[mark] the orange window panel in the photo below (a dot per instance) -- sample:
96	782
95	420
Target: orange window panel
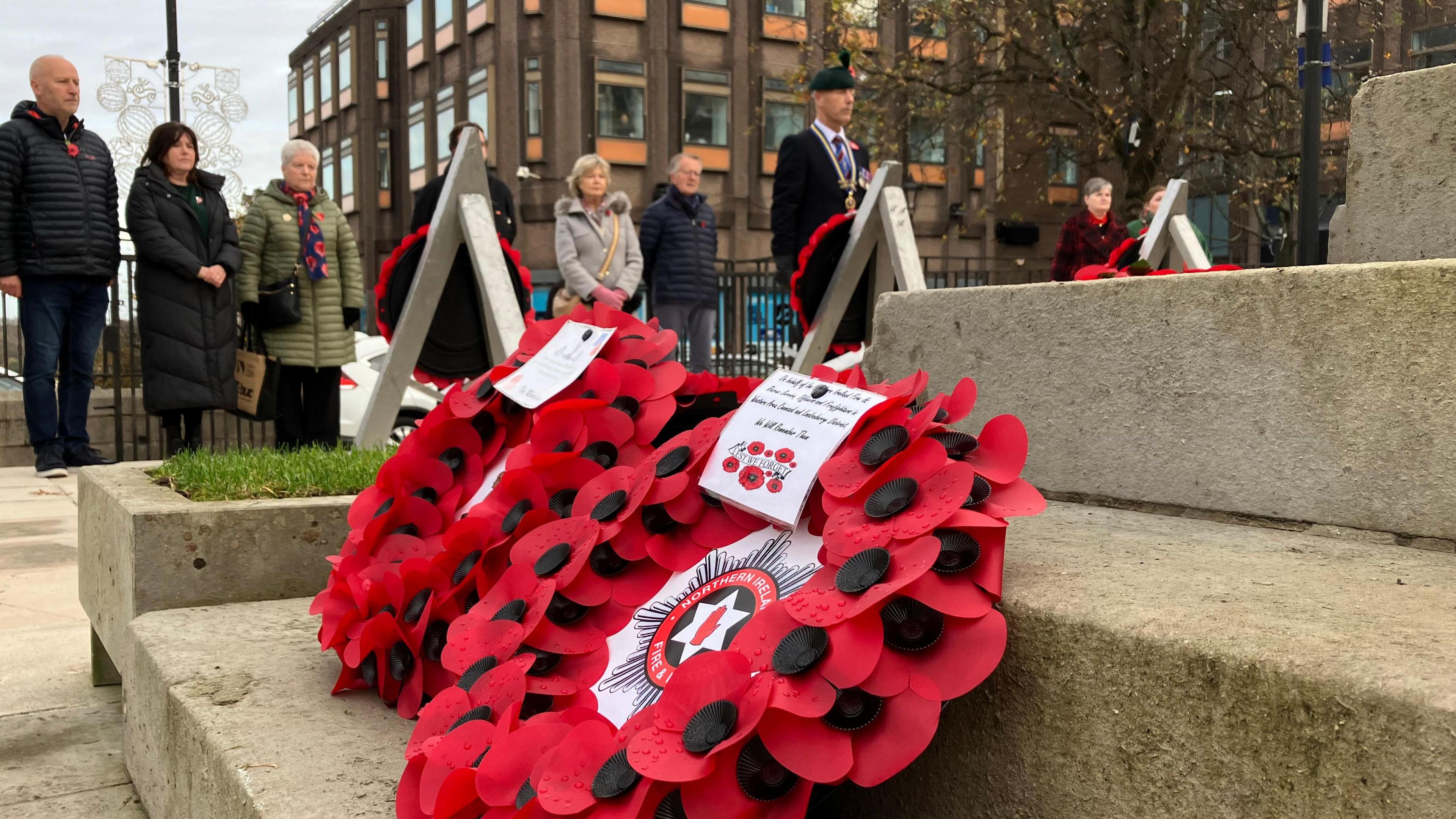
928	174
631	152
1062	195
700	17
712	158
778	27
929	47
635	9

Your goal -> Without the pictures, repeat every record above exactly as written.

Task solution ->
[mark] the orange window panel in the photo below (a dot per instance) -- sample:
96	782
95	420
Target: orange window panel
928	174
631	152
1062	195
700	17
712	158
778	27
929	47
635	9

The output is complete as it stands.